## PROBLEM
How many lines in the listing below contain the string "pickup"? Case matters, and the reply should be only the number.

* start EXTRACTED RECORDS *

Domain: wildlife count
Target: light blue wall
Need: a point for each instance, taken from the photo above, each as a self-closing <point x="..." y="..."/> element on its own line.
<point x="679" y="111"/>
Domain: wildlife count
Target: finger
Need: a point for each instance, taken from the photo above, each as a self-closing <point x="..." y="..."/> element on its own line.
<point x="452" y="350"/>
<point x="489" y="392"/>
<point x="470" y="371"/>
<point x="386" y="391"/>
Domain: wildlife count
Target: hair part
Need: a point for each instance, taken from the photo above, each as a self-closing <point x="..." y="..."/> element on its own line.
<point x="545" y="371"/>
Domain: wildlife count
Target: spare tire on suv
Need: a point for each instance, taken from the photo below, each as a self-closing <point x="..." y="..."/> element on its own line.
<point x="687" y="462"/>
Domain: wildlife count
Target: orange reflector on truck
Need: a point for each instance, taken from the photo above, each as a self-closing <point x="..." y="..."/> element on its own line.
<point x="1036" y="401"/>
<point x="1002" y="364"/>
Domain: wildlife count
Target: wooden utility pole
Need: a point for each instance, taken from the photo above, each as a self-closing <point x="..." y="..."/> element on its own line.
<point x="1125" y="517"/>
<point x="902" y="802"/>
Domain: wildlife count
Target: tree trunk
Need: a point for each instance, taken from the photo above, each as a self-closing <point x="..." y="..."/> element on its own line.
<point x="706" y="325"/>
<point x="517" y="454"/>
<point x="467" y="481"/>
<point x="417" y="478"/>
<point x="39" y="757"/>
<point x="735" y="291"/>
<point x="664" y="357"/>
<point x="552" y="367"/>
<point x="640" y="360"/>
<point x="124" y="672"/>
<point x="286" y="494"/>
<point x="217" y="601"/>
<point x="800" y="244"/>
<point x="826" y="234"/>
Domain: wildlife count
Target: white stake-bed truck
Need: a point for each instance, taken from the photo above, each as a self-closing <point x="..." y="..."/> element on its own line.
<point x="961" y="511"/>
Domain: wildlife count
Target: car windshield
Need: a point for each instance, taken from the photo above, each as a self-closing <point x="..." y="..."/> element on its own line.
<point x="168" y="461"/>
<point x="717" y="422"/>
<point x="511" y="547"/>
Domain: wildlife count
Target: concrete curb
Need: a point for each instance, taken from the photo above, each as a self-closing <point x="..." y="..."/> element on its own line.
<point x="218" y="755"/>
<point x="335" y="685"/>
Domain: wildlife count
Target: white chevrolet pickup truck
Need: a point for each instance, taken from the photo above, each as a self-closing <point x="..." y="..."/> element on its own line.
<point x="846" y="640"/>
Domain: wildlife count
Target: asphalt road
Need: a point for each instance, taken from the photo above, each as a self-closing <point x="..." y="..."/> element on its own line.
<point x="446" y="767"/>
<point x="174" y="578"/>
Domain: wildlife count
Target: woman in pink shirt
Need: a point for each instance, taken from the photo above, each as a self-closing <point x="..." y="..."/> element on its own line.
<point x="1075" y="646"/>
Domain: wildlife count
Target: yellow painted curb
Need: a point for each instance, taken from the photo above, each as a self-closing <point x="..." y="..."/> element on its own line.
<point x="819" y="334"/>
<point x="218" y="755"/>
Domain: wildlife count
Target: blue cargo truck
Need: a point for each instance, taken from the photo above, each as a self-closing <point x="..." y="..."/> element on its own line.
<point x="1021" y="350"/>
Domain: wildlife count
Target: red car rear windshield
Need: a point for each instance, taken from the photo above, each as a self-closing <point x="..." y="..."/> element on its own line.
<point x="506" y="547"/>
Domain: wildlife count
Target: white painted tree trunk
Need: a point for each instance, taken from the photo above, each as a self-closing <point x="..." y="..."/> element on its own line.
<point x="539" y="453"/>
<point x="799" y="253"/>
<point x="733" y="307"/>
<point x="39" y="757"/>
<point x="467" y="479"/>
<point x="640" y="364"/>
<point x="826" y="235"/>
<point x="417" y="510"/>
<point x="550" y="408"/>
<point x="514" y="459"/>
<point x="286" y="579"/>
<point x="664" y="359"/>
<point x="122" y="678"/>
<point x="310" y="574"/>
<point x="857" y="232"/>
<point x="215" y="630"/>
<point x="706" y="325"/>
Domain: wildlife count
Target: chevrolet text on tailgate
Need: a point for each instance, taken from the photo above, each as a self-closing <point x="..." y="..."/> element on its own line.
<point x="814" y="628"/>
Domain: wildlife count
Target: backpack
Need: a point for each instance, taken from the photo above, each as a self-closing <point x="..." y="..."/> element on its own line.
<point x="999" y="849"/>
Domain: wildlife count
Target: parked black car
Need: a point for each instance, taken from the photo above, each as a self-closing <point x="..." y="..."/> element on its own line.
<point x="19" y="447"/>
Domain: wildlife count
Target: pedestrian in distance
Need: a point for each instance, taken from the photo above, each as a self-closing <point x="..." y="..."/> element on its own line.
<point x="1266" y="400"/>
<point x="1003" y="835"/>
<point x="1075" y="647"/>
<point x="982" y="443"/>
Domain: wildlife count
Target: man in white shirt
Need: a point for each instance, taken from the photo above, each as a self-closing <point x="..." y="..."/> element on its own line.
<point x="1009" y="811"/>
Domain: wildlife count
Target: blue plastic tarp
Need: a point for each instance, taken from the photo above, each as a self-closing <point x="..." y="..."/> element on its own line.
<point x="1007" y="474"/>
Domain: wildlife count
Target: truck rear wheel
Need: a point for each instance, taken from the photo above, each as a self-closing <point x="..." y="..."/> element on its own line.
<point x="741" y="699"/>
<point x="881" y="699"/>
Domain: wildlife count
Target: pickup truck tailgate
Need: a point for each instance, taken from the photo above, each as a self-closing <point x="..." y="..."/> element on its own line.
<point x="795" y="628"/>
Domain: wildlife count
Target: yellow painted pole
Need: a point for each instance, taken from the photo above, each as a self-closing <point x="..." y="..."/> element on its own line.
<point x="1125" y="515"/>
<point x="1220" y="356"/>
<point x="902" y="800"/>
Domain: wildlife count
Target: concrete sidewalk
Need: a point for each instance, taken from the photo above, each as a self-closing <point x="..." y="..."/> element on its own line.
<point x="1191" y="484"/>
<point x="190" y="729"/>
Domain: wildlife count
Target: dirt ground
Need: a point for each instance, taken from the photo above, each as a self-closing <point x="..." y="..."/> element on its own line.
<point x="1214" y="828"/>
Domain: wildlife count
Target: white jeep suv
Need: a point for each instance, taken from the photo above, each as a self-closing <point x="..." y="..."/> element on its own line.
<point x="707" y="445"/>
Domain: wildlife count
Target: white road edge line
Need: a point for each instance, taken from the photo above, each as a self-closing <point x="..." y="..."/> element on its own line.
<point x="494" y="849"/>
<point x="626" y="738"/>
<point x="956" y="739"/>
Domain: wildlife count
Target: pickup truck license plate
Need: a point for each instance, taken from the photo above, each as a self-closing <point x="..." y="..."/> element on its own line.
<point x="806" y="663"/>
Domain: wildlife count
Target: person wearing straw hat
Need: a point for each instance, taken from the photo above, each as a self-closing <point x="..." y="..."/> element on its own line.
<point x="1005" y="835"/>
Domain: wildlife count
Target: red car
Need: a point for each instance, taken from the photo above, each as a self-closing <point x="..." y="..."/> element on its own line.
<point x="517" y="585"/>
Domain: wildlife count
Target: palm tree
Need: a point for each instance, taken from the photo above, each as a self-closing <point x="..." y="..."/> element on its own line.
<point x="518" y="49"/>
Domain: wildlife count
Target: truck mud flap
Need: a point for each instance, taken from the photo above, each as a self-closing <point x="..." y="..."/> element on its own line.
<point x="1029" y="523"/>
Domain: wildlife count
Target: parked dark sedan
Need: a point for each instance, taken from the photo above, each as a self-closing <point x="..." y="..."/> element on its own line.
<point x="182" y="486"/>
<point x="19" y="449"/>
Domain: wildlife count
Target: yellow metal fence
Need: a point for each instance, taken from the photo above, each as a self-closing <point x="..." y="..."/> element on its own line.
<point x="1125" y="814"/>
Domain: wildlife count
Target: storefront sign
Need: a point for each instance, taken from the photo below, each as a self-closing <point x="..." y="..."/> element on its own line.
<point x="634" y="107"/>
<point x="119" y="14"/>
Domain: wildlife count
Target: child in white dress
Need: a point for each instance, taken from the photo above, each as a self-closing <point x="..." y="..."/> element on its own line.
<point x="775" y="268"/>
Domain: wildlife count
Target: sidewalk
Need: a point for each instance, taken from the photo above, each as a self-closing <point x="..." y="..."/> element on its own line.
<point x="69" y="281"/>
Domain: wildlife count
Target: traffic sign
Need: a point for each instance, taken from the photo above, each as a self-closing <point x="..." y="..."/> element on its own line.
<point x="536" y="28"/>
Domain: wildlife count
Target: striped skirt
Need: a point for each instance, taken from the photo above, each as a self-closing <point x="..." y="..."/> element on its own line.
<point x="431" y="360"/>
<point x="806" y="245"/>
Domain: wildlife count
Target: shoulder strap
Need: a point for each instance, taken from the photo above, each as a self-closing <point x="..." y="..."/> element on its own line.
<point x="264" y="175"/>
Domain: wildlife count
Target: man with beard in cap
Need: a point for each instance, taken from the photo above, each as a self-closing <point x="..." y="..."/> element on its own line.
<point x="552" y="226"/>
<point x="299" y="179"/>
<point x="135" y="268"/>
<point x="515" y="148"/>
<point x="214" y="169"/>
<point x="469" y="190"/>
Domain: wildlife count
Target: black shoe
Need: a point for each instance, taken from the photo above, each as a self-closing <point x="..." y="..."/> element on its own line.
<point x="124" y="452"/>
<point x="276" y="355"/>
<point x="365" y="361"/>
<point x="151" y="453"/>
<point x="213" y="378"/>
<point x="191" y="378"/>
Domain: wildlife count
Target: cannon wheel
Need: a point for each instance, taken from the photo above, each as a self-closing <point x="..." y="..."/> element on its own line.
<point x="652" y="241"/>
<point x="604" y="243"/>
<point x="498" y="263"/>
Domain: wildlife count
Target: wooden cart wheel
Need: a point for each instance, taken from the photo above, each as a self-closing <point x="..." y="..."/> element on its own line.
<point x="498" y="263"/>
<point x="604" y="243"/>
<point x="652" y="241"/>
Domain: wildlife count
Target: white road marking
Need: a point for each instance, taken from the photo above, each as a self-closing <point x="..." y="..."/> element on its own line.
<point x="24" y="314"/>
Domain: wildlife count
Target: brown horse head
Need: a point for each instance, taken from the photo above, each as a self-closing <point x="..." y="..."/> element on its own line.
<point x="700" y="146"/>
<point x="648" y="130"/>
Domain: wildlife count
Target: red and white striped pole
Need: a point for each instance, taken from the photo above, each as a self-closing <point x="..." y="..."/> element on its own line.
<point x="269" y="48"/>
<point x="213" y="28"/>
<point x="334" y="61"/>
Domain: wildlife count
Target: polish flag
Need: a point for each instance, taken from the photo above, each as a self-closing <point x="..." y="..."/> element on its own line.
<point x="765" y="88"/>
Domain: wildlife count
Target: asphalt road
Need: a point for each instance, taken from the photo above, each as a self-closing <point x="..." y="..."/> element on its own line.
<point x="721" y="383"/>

* end EXTRACTED RECORDS *

## RESPONSE FOR THIS EXERCISE
3